#### [WHAT YOU WILL DO]
Switch "weathered" to "jagged" in the lines running from the one containing "Category: rear reflector" through the end of the records, and write those lines out again with nothing else changed.

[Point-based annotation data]

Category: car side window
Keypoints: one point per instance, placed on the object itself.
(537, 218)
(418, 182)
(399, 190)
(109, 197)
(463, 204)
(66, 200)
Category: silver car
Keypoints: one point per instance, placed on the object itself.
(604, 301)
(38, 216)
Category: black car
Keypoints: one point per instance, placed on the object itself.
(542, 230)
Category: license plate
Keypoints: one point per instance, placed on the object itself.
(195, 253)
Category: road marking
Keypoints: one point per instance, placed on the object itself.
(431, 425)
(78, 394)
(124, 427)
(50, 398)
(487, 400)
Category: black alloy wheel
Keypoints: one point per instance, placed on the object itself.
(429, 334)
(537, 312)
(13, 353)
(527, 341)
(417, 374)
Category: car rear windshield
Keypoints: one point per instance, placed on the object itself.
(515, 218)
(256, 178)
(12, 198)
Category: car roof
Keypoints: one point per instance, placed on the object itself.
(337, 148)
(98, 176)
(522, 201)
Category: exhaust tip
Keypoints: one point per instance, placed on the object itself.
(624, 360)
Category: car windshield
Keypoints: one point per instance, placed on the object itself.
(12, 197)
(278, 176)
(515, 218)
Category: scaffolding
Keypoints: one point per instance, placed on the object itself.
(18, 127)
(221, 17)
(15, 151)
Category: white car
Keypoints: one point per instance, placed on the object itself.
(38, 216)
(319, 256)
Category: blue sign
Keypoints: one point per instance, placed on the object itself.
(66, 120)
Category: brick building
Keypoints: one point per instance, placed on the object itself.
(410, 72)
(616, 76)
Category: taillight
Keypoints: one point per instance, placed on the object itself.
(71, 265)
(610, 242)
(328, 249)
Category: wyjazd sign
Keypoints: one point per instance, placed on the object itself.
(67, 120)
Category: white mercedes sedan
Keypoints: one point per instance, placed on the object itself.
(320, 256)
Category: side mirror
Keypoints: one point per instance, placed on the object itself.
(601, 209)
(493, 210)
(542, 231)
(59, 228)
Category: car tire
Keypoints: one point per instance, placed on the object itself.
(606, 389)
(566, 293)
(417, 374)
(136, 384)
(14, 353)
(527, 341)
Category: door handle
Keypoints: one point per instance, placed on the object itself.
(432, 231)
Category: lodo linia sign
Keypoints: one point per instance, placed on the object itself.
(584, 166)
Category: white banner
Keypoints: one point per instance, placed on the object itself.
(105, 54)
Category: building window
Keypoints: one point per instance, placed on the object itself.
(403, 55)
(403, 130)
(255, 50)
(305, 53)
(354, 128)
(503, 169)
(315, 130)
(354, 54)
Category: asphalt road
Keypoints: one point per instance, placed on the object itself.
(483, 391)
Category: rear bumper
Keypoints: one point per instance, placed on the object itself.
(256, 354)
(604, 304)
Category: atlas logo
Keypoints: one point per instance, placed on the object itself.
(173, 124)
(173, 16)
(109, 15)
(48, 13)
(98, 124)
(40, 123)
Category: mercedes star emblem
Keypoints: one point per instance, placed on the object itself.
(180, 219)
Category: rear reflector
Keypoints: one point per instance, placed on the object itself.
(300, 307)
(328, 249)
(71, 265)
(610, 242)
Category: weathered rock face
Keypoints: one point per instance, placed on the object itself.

#### [RESPONSE TO THIS TASK]
Category: rear reflector
Keypoints: one point per instance, placed on the object itself.
(300, 307)
(328, 249)
(71, 265)
(610, 242)
Category: jagged rock face
Keypoints: one point per instance, placed on the object itself.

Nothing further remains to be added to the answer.